[Stored records]
★ ★ ★ ★ ★
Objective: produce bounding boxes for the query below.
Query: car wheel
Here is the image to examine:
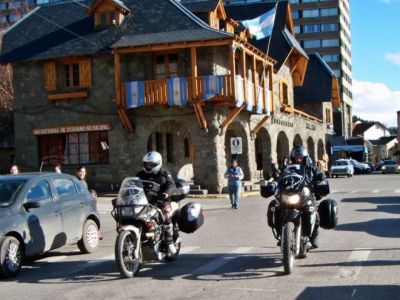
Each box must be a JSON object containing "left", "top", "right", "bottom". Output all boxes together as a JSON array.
[
  {"left": 347, "top": 174, "right": 351, "bottom": 178},
  {"left": 78, "top": 219, "right": 99, "bottom": 254},
  {"left": 0, "top": 236, "right": 23, "bottom": 278}
]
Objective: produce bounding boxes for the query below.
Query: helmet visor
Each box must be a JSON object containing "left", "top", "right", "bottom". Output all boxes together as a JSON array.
[{"left": 144, "top": 162, "right": 158, "bottom": 171}]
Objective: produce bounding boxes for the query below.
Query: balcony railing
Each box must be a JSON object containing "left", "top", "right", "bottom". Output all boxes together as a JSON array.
[{"left": 122, "top": 74, "right": 273, "bottom": 115}]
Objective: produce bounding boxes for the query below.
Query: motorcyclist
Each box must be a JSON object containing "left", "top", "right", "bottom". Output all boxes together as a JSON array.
[
  {"left": 136, "top": 151, "right": 177, "bottom": 255},
  {"left": 285, "top": 145, "right": 325, "bottom": 248}
]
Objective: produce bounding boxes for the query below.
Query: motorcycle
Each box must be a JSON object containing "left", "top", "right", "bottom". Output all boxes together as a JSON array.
[
  {"left": 111, "top": 177, "right": 203, "bottom": 278},
  {"left": 261, "top": 165, "right": 337, "bottom": 275}
]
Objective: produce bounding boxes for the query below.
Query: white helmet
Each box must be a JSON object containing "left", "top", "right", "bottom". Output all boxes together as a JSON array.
[{"left": 142, "top": 151, "right": 162, "bottom": 174}]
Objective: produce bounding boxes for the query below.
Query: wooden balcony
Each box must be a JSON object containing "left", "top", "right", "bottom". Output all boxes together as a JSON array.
[{"left": 121, "top": 74, "right": 273, "bottom": 114}]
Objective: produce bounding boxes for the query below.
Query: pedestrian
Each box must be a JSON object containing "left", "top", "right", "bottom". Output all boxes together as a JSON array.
[
  {"left": 54, "top": 162, "right": 62, "bottom": 173},
  {"left": 9, "top": 164, "right": 19, "bottom": 175},
  {"left": 224, "top": 158, "right": 244, "bottom": 209},
  {"left": 75, "top": 165, "right": 88, "bottom": 189}
]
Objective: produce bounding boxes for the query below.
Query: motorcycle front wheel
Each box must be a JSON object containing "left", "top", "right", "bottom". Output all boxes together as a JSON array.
[
  {"left": 282, "top": 222, "right": 296, "bottom": 275},
  {"left": 115, "top": 230, "right": 142, "bottom": 278}
]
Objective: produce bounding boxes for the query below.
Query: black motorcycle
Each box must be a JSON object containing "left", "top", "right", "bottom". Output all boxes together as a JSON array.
[
  {"left": 261, "top": 165, "right": 337, "bottom": 274},
  {"left": 112, "top": 177, "right": 203, "bottom": 278}
]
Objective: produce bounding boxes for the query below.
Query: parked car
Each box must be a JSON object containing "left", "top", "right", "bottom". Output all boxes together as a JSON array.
[
  {"left": 350, "top": 159, "right": 372, "bottom": 174},
  {"left": 381, "top": 159, "right": 400, "bottom": 174},
  {"left": 0, "top": 172, "right": 101, "bottom": 278},
  {"left": 329, "top": 159, "right": 354, "bottom": 178}
]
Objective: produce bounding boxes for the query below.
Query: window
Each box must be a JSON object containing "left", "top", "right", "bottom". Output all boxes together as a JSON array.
[
  {"left": 184, "top": 138, "right": 190, "bottom": 158},
  {"left": 326, "top": 108, "right": 331, "bottom": 123},
  {"left": 303, "top": 9, "right": 319, "bottom": 18},
  {"left": 294, "top": 25, "right": 301, "bottom": 34},
  {"left": 303, "top": 39, "right": 321, "bottom": 48},
  {"left": 38, "top": 130, "right": 109, "bottom": 166},
  {"left": 292, "top": 10, "right": 300, "bottom": 19},
  {"left": 322, "top": 39, "right": 339, "bottom": 47},
  {"left": 155, "top": 53, "right": 178, "bottom": 79},
  {"left": 54, "top": 178, "right": 77, "bottom": 197},
  {"left": 27, "top": 180, "right": 52, "bottom": 201},
  {"left": 321, "top": 23, "right": 338, "bottom": 32},
  {"left": 320, "top": 8, "right": 338, "bottom": 17},
  {"left": 322, "top": 54, "right": 340, "bottom": 62},
  {"left": 166, "top": 133, "right": 174, "bottom": 163},
  {"left": 44, "top": 59, "right": 91, "bottom": 91},
  {"left": 279, "top": 79, "right": 290, "bottom": 106},
  {"left": 96, "top": 11, "right": 115, "bottom": 27},
  {"left": 303, "top": 24, "right": 320, "bottom": 33},
  {"left": 156, "top": 132, "right": 163, "bottom": 153}
]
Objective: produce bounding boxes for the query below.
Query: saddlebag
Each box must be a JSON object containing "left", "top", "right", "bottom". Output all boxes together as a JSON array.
[
  {"left": 178, "top": 202, "right": 204, "bottom": 233},
  {"left": 318, "top": 199, "right": 338, "bottom": 229},
  {"left": 314, "top": 179, "right": 330, "bottom": 198},
  {"left": 171, "top": 178, "right": 190, "bottom": 202}
]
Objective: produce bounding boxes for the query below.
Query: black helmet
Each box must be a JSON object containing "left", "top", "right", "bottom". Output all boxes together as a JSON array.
[{"left": 290, "top": 146, "right": 309, "bottom": 165}]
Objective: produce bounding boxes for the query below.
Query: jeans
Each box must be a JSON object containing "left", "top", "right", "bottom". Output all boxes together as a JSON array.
[{"left": 228, "top": 181, "right": 241, "bottom": 207}]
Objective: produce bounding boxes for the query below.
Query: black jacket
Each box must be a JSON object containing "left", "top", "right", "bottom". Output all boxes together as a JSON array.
[{"left": 136, "top": 168, "right": 176, "bottom": 196}]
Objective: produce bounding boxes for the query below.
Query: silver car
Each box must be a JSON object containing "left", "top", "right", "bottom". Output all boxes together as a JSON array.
[
  {"left": 329, "top": 159, "right": 354, "bottom": 178},
  {"left": 381, "top": 160, "right": 400, "bottom": 174},
  {"left": 0, "top": 172, "right": 101, "bottom": 278}
]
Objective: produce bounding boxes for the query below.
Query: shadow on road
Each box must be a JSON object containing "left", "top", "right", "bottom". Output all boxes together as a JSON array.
[{"left": 296, "top": 285, "right": 400, "bottom": 300}]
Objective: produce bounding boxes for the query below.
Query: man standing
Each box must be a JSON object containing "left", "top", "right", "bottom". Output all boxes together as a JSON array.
[{"left": 224, "top": 159, "right": 244, "bottom": 209}]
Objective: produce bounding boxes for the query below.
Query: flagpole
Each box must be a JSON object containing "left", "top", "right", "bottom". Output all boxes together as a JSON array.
[{"left": 265, "top": 1, "right": 278, "bottom": 58}]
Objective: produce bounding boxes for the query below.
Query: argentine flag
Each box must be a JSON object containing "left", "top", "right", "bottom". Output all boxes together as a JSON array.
[
  {"left": 125, "top": 81, "right": 145, "bottom": 108},
  {"left": 167, "top": 77, "right": 188, "bottom": 106},
  {"left": 241, "top": 7, "right": 276, "bottom": 40}
]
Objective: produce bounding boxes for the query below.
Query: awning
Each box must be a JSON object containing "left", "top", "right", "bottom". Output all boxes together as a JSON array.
[{"left": 332, "top": 145, "right": 365, "bottom": 152}]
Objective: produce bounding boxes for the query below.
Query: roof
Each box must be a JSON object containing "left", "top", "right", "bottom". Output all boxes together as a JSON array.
[
  {"left": 223, "top": 0, "right": 307, "bottom": 71},
  {"left": 0, "top": 0, "right": 232, "bottom": 63},
  {"left": 369, "top": 136, "right": 397, "bottom": 146},
  {"left": 294, "top": 53, "right": 337, "bottom": 103},
  {"left": 352, "top": 122, "right": 376, "bottom": 137},
  {"left": 179, "top": 0, "right": 219, "bottom": 13}
]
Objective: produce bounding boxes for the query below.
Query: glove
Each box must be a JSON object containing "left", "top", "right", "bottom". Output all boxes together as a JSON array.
[{"left": 156, "top": 193, "right": 169, "bottom": 202}]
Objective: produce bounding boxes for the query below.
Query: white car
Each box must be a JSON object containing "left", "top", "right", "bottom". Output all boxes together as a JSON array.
[{"left": 330, "top": 159, "right": 354, "bottom": 178}]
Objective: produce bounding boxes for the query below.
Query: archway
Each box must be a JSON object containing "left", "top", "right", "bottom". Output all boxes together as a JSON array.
[
  {"left": 293, "top": 134, "right": 303, "bottom": 147},
  {"left": 307, "top": 137, "right": 315, "bottom": 163},
  {"left": 224, "top": 122, "right": 250, "bottom": 180},
  {"left": 146, "top": 120, "right": 193, "bottom": 180},
  {"left": 276, "top": 131, "right": 290, "bottom": 168},
  {"left": 255, "top": 127, "right": 272, "bottom": 179},
  {"left": 317, "top": 139, "right": 324, "bottom": 160}
]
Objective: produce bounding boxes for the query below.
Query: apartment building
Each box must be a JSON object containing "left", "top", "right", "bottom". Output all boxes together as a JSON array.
[{"left": 289, "top": 0, "right": 353, "bottom": 138}]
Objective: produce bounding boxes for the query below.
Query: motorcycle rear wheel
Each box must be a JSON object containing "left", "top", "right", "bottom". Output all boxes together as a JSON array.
[
  {"left": 115, "top": 230, "right": 142, "bottom": 278},
  {"left": 282, "top": 222, "right": 296, "bottom": 275}
]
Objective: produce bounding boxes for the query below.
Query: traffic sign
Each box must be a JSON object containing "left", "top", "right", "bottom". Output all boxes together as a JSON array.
[{"left": 230, "top": 137, "right": 242, "bottom": 154}]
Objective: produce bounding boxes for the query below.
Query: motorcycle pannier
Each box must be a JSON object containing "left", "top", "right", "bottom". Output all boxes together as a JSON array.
[
  {"left": 318, "top": 199, "right": 338, "bottom": 229},
  {"left": 178, "top": 202, "right": 204, "bottom": 233}
]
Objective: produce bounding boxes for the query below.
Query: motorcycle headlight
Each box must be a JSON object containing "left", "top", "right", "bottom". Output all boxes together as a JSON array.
[
  {"left": 382, "top": 166, "right": 386, "bottom": 170},
  {"left": 120, "top": 206, "right": 142, "bottom": 217},
  {"left": 281, "top": 193, "right": 301, "bottom": 205}
]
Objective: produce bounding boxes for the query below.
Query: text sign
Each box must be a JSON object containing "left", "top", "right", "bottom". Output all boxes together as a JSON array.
[{"left": 230, "top": 137, "right": 242, "bottom": 154}]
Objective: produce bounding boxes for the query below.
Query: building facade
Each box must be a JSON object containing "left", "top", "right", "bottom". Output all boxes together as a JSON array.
[
  {"left": 289, "top": 0, "right": 352, "bottom": 138},
  {"left": 1, "top": 0, "right": 334, "bottom": 192}
]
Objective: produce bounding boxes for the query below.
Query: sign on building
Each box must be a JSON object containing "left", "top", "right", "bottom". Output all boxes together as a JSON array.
[{"left": 230, "top": 137, "right": 242, "bottom": 154}]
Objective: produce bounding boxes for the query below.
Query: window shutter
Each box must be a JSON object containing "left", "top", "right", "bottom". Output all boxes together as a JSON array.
[
  {"left": 79, "top": 59, "right": 92, "bottom": 88},
  {"left": 44, "top": 62, "right": 56, "bottom": 91}
]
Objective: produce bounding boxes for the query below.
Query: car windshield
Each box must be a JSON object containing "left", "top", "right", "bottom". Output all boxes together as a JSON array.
[
  {"left": 0, "top": 179, "right": 27, "bottom": 207},
  {"left": 383, "top": 160, "right": 396, "bottom": 165},
  {"left": 335, "top": 161, "right": 348, "bottom": 166}
]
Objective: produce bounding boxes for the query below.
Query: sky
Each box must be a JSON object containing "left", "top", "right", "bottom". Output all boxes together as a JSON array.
[{"left": 351, "top": 0, "right": 400, "bottom": 127}]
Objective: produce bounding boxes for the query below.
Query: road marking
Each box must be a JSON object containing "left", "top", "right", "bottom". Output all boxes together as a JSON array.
[
  {"left": 180, "top": 246, "right": 199, "bottom": 254},
  {"left": 335, "top": 249, "right": 370, "bottom": 280},
  {"left": 350, "top": 190, "right": 359, "bottom": 194},
  {"left": 395, "top": 190, "right": 400, "bottom": 194},
  {"left": 191, "top": 247, "right": 253, "bottom": 275},
  {"left": 372, "top": 189, "right": 379, "bottom": 194},
  {"left": 36, "top": 255, "right": 68, "bottom": 263}
]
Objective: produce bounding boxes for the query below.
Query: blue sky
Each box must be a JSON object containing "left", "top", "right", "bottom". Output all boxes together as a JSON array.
[{"left": 351, "top": 0, "right": 400, "bottom": 126}]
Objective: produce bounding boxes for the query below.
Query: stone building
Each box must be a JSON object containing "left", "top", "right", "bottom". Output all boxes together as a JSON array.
[{"left": 0, "top": 0, "right": 336, "bottom": 193}]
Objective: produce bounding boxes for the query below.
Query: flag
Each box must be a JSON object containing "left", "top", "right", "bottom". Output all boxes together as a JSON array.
[
  {"left": 256, "top": 86, "right": 263, "bottom": 114},
  {"left": 167, "top": 77, "right": 188, "bottom": 106},
  {"left": 241, "top": 7, "right": 276, "bottom": 40},
  {"left": 235, "top": 75, "right": 245, "bottom": 107},
  {"left": 246, "top": 80, "right": 254, "bottom": 112},
  {"left": 125, "top": 81, "right": 145, "bottom": 108},
  {"left": 203, "top": 75, "right": 223, "bottom": 100}
]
★ ★ ★ ★ ★
EXERCISE DESCRIPTION: Copy all lines of the preceding data that hold the word "building".

TASK SOLUTION:
Query: apartment building
Query: building facade
Query: sign on building
Query: stone building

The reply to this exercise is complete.